- _READING TEXT_
--------------------------------

The Postmortal plays with the premise that humanity solves aging. You get a cure, and you can still die (cancer, a bullet), but you stop aging, forever looking your current age. The ideapack includes resource scarcity, city-states, nuclear warfare, and human augmentation.

The author does a good job with pacing (actually, the more I think about it, excellent), and it’s nice that he mixes up the narrative with press releases, presidential speeches, and other kind of ‘first hand evidence.’

But the book suffers from unevenness. It has a little bit of everything- like doodads an agent thought could be added to land a movie deal. Some sentences are poignant, some sentences are hilarious in a lighthearted way, others are dark humor funny. The writing is best when it’s about the protagonist and his thinking, or even just the author’s thoughts on a post-aging future (like the quote above), but things come off the rails when the writing expands to a societal level. It’s an incoherent worldview -Joker-esque bad guys and preppers and religion- that could have been fixed with some disciplined editing.

--------------------------------

- _SET OF TASKS_
A) Rewrite the review of The Postmortal starting at "But the book" and ending at "some disciplined editing.", substituting "television deal" for "movie deal".
B) Carry on the review of The Postmortal from its final sentence.

--------------------------------

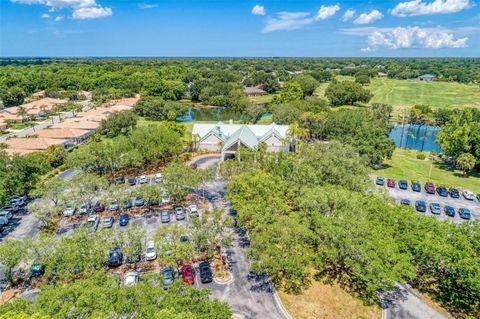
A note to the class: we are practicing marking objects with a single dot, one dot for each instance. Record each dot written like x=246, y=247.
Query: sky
x=240, y=28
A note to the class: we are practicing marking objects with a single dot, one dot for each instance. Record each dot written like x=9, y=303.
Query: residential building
x=228, y=138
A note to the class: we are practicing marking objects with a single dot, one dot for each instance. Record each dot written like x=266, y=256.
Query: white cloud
x=91, y=13
x=366, y=18
x=82, y=9
x=147, y=6
x=259, y=10
x=288, y=21
x=326, y=12
x=418, y=7
x=348, y=15
x=408, y=37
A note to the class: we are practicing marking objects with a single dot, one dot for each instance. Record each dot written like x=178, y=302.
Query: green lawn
x=403, y=94
x=405, y=165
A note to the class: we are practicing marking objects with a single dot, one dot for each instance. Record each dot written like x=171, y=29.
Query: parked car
x=416, y=187
x=380, y=181
x=138, y=201
x=98, y=208
x=132, y=180
x=115, y=258
x=165, y=216
x=193, y=209
x=127, y=204
x=188, y=274
x=449, y=211
x=108, y=222
x=166, y=199
x=123, y=220
x=468, y=195
x=454, y=193
x=435, y=208
x=442, y=191
x=151, y=253
x=92, y=222
x=430, y=188
x=85, y=209
x=69, y=210
x=464, y=213
x=113, y=207
x=119, y=180
x=168, y=277
x=403, y=184
x=391, y=183
x=179, y=213
x=206, y=274
x=421, y=206
x=131, y=278
x=37, y=270
x=143, y=179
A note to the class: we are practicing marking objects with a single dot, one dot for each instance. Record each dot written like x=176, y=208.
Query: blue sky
x=239, y=28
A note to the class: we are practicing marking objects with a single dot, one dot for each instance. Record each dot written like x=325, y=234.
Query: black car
x=37, y=270
x=449, y=211
x=115, y=258
x=416, y=187
x=442, y=191
x=421, y=206
x=464, y=213
x=454, y=193
x=123, y=220
x=206, y=274
x=127, y=204
x=132, y=180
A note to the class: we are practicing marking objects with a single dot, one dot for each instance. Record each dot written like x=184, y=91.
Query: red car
x=391, y=182
x=430, y=188
x=188, y=275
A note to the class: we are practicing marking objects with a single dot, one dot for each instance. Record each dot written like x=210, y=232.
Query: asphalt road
x=473, y=206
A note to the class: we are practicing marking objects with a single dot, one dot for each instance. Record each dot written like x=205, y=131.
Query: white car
x=142, y=179
x=131, y=278
x=69, y=210
x=158, y=177
x=193, y=209
x=468, y=195
x=151, y=253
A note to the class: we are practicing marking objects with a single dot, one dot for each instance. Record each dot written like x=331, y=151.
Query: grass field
x=405, y=165
x=403, y=94
x=327, y=301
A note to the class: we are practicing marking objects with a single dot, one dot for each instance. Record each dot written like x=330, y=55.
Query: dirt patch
x=327, y=302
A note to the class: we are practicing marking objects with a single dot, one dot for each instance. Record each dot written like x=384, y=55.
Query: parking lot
x=457, y=203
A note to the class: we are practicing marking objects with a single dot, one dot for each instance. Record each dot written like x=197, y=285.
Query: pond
x=416, y=137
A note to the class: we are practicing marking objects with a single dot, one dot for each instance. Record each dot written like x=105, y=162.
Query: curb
x=228, y=282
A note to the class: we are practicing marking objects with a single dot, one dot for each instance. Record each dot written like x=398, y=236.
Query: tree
x=465, y=162
x=13, y=97
x=119, y=123
x=11, y=253
x=292, y=91
x=346, y=93
x=44, y=212
x=308, y=83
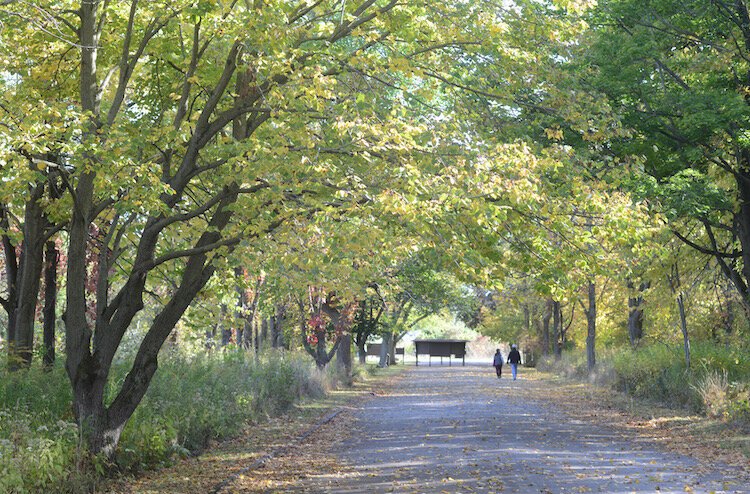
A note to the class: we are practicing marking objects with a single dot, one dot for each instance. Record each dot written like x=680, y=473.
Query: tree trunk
x=548, y=311
x=591, y=328
x=361, y=350
x=557, y=328
x=344, y=357
x=278, y=326
x=384, y=347
x=50, y=303
x=683, y=327
x=264, y=331
x=29, y=278
x=226, y=329
x=635, y=314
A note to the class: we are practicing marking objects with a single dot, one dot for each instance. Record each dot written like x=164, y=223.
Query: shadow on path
x=460, y=429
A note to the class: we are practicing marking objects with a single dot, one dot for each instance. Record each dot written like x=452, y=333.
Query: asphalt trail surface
x=460, y=429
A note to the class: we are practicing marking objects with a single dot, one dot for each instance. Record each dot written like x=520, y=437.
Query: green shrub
x=192, y=401
x=724, y=399
x=659, y=373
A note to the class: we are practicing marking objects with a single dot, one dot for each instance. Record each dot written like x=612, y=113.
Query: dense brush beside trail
x=194, y=400
x=717, y=384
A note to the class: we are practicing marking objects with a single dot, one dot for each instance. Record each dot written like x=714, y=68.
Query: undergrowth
x=191, y=402
x=717, y=383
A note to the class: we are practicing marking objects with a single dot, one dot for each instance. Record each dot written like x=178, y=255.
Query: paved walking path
x=460, y=429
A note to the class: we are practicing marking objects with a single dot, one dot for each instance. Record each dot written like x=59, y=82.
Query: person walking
x=514, y=358
x=498, y=362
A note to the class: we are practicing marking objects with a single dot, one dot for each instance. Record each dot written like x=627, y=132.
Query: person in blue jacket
x=498, y=363
x=514, y=358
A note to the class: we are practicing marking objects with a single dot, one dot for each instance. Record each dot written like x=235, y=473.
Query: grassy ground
x=223, y=461
x=711, y=441
x=679, y=430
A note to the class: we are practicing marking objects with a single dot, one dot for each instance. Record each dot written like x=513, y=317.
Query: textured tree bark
x=50, y=303
x=548, y=311
x=557, y=328
x=591, y=328
x=635, y=315
x=683, y=328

--------------------------------

- _ANSWERS TO EACH TASK_
A)
But the book suffers from unevenness. It has a little bit of everything- like doodads an agent thought could be added to land a television deal. Some sentences are poignant, some sentences are hilarious in a lighthearted way, others are dark humor funny. The writing is best when it’s about the protagonist and his thinking, or even just the author’s thoughts on a post-aging future (like the quote above), but things come off the rails when the writing expands to a societal level. It’s an incoherent worldview -Joker-esque bad guys and preppers and religion- that could have been fixed with some disciplined editing.

B)
That said, it is an interesting read, but not one I’m really recommending to anyone. Like much of the first half, the book doesn’t stand out. I don’t really feel strongly about it either way – read it if you have time and it sounds interesting. Don’t if it doesn’t. I will, however, keep an eye on the author, and hope future efforts are more in tune with his strengths (the second half) and less muddled.